──────── Data excerpts

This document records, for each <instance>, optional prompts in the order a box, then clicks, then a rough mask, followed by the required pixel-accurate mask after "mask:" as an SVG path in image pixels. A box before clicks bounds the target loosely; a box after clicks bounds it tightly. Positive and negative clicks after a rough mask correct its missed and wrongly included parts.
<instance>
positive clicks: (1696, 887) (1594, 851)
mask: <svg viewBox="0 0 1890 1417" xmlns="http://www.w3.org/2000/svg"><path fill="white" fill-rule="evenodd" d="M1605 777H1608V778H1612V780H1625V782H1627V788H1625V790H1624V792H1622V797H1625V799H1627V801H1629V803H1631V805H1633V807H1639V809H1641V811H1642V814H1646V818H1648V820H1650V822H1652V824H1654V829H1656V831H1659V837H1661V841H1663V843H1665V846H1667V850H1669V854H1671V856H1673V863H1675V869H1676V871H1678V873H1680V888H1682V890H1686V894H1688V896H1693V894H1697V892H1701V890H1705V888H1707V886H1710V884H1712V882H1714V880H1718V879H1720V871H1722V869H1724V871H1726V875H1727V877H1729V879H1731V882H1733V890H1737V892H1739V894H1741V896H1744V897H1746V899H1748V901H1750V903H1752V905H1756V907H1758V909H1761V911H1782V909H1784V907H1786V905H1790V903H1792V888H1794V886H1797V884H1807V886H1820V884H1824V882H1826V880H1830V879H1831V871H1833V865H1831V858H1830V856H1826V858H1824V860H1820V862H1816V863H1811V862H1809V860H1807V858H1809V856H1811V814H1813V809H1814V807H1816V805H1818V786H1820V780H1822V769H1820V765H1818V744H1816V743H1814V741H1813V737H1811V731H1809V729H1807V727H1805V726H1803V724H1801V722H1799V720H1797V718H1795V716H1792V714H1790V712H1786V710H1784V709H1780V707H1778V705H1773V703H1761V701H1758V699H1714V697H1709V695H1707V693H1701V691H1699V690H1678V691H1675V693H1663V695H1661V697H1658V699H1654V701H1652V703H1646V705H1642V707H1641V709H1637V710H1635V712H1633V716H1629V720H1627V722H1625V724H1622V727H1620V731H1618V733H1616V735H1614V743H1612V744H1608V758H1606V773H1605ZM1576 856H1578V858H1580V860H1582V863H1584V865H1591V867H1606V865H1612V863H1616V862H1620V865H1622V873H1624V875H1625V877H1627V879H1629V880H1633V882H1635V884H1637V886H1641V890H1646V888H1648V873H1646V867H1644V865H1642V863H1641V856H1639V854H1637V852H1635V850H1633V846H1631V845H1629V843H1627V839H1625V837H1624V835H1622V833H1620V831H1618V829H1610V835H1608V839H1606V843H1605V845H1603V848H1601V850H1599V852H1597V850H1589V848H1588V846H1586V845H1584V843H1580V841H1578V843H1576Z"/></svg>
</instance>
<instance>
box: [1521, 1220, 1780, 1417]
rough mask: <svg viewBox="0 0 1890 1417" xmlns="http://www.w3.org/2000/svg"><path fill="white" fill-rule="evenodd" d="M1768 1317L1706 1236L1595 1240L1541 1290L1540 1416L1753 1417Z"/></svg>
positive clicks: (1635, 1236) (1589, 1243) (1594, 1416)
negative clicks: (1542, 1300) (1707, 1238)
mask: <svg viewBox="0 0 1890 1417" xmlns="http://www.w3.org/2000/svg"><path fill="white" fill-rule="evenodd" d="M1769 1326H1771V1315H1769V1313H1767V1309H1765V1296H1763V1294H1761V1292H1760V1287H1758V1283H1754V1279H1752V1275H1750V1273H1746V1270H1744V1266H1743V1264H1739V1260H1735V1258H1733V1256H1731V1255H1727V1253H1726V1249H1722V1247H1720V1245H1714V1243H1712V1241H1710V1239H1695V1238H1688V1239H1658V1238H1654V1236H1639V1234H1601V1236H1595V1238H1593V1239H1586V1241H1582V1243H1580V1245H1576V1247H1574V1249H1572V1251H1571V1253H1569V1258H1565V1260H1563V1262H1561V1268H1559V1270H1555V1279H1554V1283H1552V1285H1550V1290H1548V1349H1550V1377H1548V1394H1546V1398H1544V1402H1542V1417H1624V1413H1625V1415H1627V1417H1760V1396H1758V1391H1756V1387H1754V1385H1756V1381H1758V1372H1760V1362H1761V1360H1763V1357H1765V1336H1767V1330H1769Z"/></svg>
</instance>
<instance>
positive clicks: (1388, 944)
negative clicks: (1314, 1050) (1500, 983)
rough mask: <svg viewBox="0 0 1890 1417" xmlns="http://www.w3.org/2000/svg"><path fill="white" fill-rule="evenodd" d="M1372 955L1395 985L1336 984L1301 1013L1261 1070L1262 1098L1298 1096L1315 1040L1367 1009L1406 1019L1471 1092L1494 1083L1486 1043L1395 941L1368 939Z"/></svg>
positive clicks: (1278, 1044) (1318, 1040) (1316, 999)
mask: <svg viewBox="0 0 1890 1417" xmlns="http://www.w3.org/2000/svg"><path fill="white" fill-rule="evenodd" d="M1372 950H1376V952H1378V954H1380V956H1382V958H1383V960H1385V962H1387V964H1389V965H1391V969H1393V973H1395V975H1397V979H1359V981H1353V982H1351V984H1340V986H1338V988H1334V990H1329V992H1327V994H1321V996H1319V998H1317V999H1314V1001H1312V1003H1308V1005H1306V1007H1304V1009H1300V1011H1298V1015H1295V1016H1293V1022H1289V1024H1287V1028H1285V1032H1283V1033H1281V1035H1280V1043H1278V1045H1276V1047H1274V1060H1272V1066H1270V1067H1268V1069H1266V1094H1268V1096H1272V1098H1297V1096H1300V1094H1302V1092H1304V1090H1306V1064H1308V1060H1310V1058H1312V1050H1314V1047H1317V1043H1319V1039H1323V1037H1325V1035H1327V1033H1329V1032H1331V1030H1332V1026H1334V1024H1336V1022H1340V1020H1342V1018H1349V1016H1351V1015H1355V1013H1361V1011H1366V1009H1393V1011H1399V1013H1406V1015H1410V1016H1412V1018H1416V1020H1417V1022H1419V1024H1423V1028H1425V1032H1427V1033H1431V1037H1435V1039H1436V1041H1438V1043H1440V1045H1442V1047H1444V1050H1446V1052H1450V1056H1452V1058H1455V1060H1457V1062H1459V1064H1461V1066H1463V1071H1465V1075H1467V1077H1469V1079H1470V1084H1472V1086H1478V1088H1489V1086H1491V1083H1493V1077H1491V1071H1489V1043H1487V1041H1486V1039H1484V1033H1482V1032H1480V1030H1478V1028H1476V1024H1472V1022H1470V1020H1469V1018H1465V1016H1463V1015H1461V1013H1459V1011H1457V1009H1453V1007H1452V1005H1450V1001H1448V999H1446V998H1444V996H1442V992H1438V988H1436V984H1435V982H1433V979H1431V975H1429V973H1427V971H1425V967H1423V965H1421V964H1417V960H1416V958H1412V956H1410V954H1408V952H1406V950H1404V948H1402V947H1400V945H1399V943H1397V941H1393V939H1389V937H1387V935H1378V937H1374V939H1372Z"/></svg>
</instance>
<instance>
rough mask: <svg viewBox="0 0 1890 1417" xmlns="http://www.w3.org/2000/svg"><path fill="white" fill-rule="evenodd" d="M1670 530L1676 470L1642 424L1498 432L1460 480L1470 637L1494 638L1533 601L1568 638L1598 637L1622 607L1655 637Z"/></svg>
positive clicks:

────────────────

Word for word, set down every line of the material above.

This document records, for each <instance>, optional prompts in the order a box, then clicks, then a rough mask, followed by the required pixel-accurate mask after "mask:" as an SVG path in image pixels. A box before clicks bounds the target loosely; a box after clicks bounds it tightly. Positive and negative clicks after a rough mask correct its missed and wrongly included parts.
<instance>
positive clicks: (1696, 887) (1594, 851)
mask: <svg viewBox="0 0 1890 1417" xmlns="http://www.w3.org/2000/svg"><path fill="white" fill-rule="evenodd" d="M1605 777H1608V778H1612V780H1625V782H1627V788H1625V790H1624V792H1622V797H1625V799H1627V801H1629V803H1631V805H1633V807H1639V809H1641V811H1642V814H1646V818H1648V820H1650V822H1652V824H1654V829H1656V831H1659V837H1661V841H1663V843H1665V846H1667V850H1669V854H1671V856H1673V863H1675V869H1676V871H1678V873H1680V888H1682V890H1686V894H1688V896H1693V894H1697V892H1701V890H1705V888H1707V886H1710V884H1712V882H1714V880H1718V879H1720V871H1722V869H1724V871H1726V875H1727V877H1729V879H1731V882H1733V890H1737V892H1739V894H1741V896H1744V897H1746V899H1748V901H1750V903H1752V905H1756V907H1758V909H1761V911H1782V909H1784V907H1786V905H1790V903H1792V888H1794V886H1797V884H1807V886H1820V884H1824V882H1826V880H1830V879H1831V871H1833V865H1831V858H1830V856H1826V858H1824V860H1820V862H1816V863H1811V862H1809V860H1807V858H1809V856H1811V814H1813V809H1814V807H1816V805H1818V786H1820V780H1822V769H1820V765H1818V744H1816V743H1814V741H1813V737H1811V731H1809V729H1807V727H1805V726H1803V724H1801V722H1799V720H1797V718H1795V716H1792V714H1790V712H1786V710H1784V709H1780V707H1778V705H1773V703H1761V701H1758V699H1714V697H1709V695H1707V693H1701V691H1699V690H1678V691H1675V693H1663V695H1661V697H1658V699H1654V701H1652V703H1646V705H1642V707H1641V709H1637V710H1635V712H1633V716H1629V720H1627V722H1625V724H1622V727H1620V731H1618V733H1616V735H1614V743H1612V744H1608V758H1606V773H1605ZM1576 856H1578V858H1580V860H1582V863H1584V865H1591V867H1606V865H1612V863H1616V862H1620V865H1622V873H1624V875H1625V877H1627V879H1629V880H1633V882H1635V884H1637V886H1641V890H1646V888H1648V873H1646V867H1644V865H1642V863H1641V856H1639V854H1637V852H1635V850H1633V846H1631V845H1629V843H1627V839H1625V837H1624V835H1622V833H1620V831H1618V829H1610V835H1608V839H1606V843H1605V845H1603V848H1601V850H1599V852H1597V850H1589V848H1588V846H1586V845H1584V843H1580V841H1578V843H1576Z"/></svg>
</instance>
<instance>
box: [1521, 1220, 1780, 1417]
rough mask: <svg viewBox="0 0 1890 1417" xmlns="http://www.w3.org/2000/svg"><path fill="white" fill-rule="evenodd" d="M1768 1317L1706 1236L1595 1240L1541 1290L1540 1416L1753 1417Z"/></svg>
positive clicks: (1635, 1236) (1589, 1243) (1594, 1416)
negative clicks: (1542, 1300) (1707, 1238)
mask: <svg viewBox="0 0 1890 1417" xmlns="http://www.w3.org/2000/svg"><path fill="white" fill-rule="evenodd" d="M1769 1326H1771V1315H1769V1313H1767V1309H1765V1296H1763V1294H1761V1292H1760V1287H1758V1283H1754V1279H1752V1275H1750V1273H1746V1270H1744V1266H1743V1264H1739V1260H1735V1258H1733V1256H1731V1255H1727V1253H1726V1249H1722V1247H1720V1245H1714V1243H1712V1241H1710V1239H1695V1238H1688V1239H1658V1238H1654V1236H1639V1234H1601V1236H1595V1238H1593V1239H1586V1241H1582V1243H1580V1245H1576V1247H1574V1249H1572V1251H1571V1253H1569V1258H1565V1260H1563V1262H1561V1268H1559V1270H1555V1279H1554V1283H1552V1285H1550V1290H1548V1349H1550V1377H1548V1394H1546V1398H1544V1402H1542V1417H1624V1413H1625V1415H1627V1417H1760V1396H1758V1391H1756V1387H1754V1385H1756V1381H1758V1372H1760V1362H1761V1360H1763V1357H1765V1336H1767V1330H1769Z"/></svg>
</instance>
<instance>
positive clicks: (1388, 944)
negative clicks: (1314, 1050) (1500, 983)
rough mask: <svg viewBox="0 0 1890 1417" xmlns="http://www.w3.org/2000/svg"><path fill="white" fill-rule="evenodd" d="M1372 955L1395 985L1336 984L1301 1013L1261 1070L1262 1098L1298 1096L1315 1040L1367 1009L1406 1019L1471 1092L1494 1083L1486 1043L1395 941L1368 939Z"/></svg>
positive clicks: (1278, 1044) (1318, 1040) (1316, 999)
mask: <svg viewBox="0 0 1890 1417" xmlns="http://www.w3.org/2000/svg"><path fill="white" fill-rule="evenodd" d="M1372 950H1376V952H1378V954H1380V956H1382V958H1383V960H1385V962H1387V964H1389V965H1391V969H1393V973H1395V975H1397V979H1359V981H1353V982H1351V984H1340V986H1338V988H1334V990H1329V992H1327V994H1321V996H1319V998H1317V999H1314V1001H1312V1003H1308V1005H1306V1007H1304V1009H1300V1011H1298V1015H1295V1016H1293V1022H1289V1024H1287V1028H1285V1032H1283V1033H1281V1035H1280V1043H1278V1045H1276V1047H1274V1060H1272V1066H1270V1067H1268V1069H1266V1094H1268V1096H1272V1098H1297V1096H1300V1094H1302V1092H1304V1090H1306V1064H1308V1060H1310V1058H1312V1050H1314V1047H1317V1043H1319V1039H1323V1037H1325V1035H1327V1033H1329V1032H1331V1030H1332V1026H1334V1024H1336V1022H1340V1020H1342V1018H1349V1016H1351V1015H1355V1013H1361V1011H1366V1009H1393V1011H1399V1013H1406V1015H1410V1016H1412V1018H1416V1020H1417V1022H1419V1024H1423V1028H1425V1032H1427V1033H1431V1037H1435V1039H1436V1041H1438V1043H1440V1045H1442V1047H1444V1050H1446V1052H1450V1056H1452V1058H1455V1060H1457V1062H1459V1064H1461V1066H1463V1071H1465V1075H1467V1077H1469V1079H1470V1084H1472V1086H1478V1088H1489V1086H1491V1083H1493V1077H1491V1071H1489V1043H1487V1041H1486V1039H1484V1033H1482V1032H1480V1030H1478V1028H1476V1024H1472V1022H1470V1020H1469V1018H1465V1016H1463V1015H1461V1013H1459V1011H1457V1009H1453V1007H1452V1005H1450V1001H1448V999H1446V998H1444V996H1442V992H1438V988H1436V984H1435V982H1433V979H1431V975H1429V973H1427V971H1425V967H1423V965H1421V964H1417V960H1416V958H1412V956H1410V954H1408V952H1406V950H1404V948H1402V947H1400V945H1399V943H1397V941H1393V939H1389V937H1387V935H1378V937H1374V939H1372Z"/></svg>
</instance>
<instance>
rough mask: <svg viewBox="0 0 1890 1417" xmlns="http://www.w3.org/2000/svg"><path fill="white" fill-rule="evenodd" d="M1670 530L1676 470L1642 424L1498 432L1460 480L1470 637L1494 638L1533 601L1568 638L1598 637L1622 607L1655 637Z"/></svg>
positive clicks:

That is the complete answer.